Annotation entries
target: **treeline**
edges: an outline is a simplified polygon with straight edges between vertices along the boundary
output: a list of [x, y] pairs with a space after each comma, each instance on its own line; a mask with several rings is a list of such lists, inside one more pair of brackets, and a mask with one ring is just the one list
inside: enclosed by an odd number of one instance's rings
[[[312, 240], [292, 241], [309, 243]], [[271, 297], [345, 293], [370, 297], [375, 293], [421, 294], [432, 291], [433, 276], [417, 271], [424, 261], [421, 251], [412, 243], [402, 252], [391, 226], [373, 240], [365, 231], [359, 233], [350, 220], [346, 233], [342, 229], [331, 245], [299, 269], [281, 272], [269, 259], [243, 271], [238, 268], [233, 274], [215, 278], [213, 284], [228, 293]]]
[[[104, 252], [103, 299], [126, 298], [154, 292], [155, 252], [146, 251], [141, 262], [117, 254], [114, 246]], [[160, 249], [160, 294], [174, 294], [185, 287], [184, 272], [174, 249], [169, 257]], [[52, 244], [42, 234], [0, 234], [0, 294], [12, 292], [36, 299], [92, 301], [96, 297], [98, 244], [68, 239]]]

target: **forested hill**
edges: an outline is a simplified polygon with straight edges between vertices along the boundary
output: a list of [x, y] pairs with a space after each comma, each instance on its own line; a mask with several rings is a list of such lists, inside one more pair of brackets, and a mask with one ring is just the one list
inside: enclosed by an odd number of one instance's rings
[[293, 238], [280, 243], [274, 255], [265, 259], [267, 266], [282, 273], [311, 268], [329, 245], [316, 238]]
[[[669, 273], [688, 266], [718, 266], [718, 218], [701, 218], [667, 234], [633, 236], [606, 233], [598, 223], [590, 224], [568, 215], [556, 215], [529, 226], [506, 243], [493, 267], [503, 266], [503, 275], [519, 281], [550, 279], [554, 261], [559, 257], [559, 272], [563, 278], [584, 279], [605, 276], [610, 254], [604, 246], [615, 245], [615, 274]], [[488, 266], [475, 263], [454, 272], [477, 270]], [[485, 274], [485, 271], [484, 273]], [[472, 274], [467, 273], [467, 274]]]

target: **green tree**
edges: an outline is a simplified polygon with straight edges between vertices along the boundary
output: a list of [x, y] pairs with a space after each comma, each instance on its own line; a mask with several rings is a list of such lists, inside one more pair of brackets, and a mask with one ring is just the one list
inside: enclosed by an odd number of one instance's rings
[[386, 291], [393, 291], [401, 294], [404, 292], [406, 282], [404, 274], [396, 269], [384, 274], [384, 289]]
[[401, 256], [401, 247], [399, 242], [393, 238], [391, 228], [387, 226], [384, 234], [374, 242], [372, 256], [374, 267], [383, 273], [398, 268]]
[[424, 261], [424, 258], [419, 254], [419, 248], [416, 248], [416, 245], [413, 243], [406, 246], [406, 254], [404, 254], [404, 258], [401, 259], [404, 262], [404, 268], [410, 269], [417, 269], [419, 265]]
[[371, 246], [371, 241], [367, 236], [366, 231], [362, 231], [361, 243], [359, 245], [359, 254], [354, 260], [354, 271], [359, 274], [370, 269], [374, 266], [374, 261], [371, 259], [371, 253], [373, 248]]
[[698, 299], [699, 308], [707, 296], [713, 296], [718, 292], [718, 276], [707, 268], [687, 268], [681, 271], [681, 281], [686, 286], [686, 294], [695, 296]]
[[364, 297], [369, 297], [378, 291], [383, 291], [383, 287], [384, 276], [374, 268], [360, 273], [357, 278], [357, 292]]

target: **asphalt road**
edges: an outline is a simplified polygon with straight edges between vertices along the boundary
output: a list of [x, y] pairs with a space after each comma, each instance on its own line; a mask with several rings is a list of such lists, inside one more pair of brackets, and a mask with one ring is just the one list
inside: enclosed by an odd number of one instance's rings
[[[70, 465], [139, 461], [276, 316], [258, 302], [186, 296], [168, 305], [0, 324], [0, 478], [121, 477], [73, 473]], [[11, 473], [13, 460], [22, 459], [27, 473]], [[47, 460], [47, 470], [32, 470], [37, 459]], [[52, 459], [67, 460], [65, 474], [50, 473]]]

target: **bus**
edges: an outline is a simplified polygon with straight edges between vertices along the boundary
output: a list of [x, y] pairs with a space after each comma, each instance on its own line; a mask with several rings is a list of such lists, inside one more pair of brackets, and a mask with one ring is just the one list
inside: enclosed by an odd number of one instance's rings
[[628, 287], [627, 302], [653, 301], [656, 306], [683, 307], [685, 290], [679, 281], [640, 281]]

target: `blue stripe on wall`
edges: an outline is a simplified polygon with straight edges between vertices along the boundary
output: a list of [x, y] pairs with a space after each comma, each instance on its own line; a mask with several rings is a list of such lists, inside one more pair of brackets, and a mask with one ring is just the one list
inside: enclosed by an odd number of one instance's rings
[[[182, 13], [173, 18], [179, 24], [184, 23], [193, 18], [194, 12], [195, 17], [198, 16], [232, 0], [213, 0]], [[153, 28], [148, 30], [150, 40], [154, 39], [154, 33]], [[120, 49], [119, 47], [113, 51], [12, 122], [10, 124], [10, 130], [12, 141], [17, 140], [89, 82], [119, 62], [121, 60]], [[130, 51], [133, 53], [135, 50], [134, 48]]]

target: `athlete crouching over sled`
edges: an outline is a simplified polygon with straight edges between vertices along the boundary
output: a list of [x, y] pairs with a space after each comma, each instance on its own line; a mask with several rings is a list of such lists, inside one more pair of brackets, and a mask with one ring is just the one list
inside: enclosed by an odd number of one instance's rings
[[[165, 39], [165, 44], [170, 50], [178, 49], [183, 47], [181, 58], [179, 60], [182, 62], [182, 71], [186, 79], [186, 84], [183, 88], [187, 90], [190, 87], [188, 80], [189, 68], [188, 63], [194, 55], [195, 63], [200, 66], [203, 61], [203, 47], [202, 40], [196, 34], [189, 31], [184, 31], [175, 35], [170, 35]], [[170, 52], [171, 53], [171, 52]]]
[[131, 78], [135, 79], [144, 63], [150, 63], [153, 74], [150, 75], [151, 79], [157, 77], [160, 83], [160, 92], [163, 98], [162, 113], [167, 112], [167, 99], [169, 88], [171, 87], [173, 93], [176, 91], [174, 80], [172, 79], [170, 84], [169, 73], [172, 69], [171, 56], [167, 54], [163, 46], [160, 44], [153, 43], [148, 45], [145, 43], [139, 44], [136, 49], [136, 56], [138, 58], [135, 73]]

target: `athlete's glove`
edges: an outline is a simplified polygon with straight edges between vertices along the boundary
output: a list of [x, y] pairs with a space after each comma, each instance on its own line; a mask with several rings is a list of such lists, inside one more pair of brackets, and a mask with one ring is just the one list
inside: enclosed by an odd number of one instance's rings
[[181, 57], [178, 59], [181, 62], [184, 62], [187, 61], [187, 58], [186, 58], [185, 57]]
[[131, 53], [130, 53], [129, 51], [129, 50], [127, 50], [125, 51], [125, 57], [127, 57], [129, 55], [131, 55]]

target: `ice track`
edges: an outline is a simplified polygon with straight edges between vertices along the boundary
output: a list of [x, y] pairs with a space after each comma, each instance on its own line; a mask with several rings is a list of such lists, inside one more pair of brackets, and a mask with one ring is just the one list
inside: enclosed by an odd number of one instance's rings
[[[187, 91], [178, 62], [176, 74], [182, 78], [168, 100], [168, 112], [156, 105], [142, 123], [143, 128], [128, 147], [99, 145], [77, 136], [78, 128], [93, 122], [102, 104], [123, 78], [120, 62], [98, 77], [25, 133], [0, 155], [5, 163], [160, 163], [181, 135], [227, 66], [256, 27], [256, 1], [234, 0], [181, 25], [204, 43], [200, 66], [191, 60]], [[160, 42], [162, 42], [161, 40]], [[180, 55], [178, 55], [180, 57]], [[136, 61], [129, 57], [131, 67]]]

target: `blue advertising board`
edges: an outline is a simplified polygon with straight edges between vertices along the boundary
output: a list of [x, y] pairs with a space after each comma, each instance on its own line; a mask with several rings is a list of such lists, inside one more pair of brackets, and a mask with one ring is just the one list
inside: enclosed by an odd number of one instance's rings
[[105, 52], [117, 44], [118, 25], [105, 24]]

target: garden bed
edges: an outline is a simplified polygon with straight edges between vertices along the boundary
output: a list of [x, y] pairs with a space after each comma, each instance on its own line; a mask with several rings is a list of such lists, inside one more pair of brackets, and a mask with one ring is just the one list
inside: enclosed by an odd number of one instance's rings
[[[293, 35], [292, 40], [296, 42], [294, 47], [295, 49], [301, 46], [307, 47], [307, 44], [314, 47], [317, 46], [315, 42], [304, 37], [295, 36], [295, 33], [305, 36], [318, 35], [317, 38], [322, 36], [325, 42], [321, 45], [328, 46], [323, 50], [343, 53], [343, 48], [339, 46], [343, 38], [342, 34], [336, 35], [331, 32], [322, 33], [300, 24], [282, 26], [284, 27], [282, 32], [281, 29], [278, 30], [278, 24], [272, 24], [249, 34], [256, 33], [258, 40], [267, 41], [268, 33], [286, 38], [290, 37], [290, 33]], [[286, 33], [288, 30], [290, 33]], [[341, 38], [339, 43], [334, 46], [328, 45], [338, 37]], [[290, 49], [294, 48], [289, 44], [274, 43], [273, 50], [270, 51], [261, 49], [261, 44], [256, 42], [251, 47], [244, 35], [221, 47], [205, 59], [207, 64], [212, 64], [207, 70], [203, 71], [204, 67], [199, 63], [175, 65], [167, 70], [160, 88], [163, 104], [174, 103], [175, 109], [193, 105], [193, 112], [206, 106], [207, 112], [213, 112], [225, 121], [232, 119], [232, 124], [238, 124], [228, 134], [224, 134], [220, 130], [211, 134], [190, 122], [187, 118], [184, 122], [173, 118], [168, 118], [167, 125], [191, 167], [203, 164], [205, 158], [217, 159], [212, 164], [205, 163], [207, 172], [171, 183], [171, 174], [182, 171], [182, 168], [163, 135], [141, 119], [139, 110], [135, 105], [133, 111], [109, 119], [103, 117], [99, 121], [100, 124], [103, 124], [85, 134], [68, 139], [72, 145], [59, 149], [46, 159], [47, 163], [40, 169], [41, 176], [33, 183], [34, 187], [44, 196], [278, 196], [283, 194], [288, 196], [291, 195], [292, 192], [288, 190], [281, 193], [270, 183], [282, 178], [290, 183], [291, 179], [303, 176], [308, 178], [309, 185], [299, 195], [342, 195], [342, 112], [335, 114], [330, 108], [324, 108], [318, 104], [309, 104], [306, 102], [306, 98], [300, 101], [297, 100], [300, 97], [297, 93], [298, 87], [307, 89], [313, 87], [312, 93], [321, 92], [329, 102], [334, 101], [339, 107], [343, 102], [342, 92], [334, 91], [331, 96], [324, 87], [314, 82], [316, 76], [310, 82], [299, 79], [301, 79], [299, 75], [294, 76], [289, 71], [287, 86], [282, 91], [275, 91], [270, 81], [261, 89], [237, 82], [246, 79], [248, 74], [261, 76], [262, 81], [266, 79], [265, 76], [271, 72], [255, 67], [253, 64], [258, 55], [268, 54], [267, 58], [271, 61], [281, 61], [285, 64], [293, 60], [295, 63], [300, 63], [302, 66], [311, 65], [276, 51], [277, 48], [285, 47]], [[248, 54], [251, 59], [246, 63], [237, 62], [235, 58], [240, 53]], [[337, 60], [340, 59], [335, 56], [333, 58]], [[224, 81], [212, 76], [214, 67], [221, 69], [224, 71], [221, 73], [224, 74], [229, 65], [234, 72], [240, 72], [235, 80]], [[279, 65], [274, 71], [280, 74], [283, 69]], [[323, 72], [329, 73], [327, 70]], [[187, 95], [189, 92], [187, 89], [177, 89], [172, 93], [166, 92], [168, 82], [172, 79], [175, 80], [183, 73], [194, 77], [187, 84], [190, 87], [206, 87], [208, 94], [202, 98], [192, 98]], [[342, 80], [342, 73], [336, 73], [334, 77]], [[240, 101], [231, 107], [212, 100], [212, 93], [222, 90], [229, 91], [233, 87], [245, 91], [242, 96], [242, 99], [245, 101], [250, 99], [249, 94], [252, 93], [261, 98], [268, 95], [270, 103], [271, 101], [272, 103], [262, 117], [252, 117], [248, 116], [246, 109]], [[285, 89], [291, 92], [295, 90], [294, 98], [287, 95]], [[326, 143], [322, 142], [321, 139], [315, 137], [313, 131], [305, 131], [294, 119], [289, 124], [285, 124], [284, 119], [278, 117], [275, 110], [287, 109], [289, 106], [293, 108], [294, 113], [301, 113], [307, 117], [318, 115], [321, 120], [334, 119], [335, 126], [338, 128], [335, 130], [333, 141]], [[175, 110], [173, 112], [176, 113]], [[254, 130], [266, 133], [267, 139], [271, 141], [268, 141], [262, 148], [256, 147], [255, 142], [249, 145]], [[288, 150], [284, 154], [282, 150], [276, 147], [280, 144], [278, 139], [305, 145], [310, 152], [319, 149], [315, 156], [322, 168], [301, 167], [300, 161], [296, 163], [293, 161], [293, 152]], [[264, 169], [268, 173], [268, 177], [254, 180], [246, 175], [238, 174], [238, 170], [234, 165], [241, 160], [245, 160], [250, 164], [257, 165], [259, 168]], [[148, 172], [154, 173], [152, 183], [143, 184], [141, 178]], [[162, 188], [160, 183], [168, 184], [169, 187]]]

Exercise brief
Reproduce, word for word, the lines of the entries between the line holding "target: **forested hill**" and the line holding "273], [467, 274]]]", inclusive.

Exercise response
target: **forested hill**
edges: an outline is a simplified polygon with straight edges between vertices along the boundary
output: a list of [x, y] pairs with a space after each comma, each instance on its own line; a mask with several rings is a list of such lists, inside one more pair of brackets, and a mask with one ring is just the one list
inside: enclosed by an odd number of one instance's rings
[[293, 238], [280, 243], [274, 255], [265, 259], [267, 266], [282, 273], [311, 268], [329, 245], [316, 238]]
[[[669, 273], [688, 266], [718, 266], [718, 218], [701, 218], [667, 234], [633, 236], [606, 233], [598, 223], [590, 224], [568, 215], [556, 215], [529, 226], [506, 243], [493, 267], [503, 266], [503, 275], [519, 281], [550, 279], [554, 261], [559, 257], [559, 272], [563, 278], [584, 279], [605, 276], [610, 254], [604, 246], [615, 245], [615, 274]], [[488, 266], [475, 263], [454, 272], [477, 270]], [[485, 274], [485, 271], [484, 273]], [[472, 274], [467, 273], [467, 274]]]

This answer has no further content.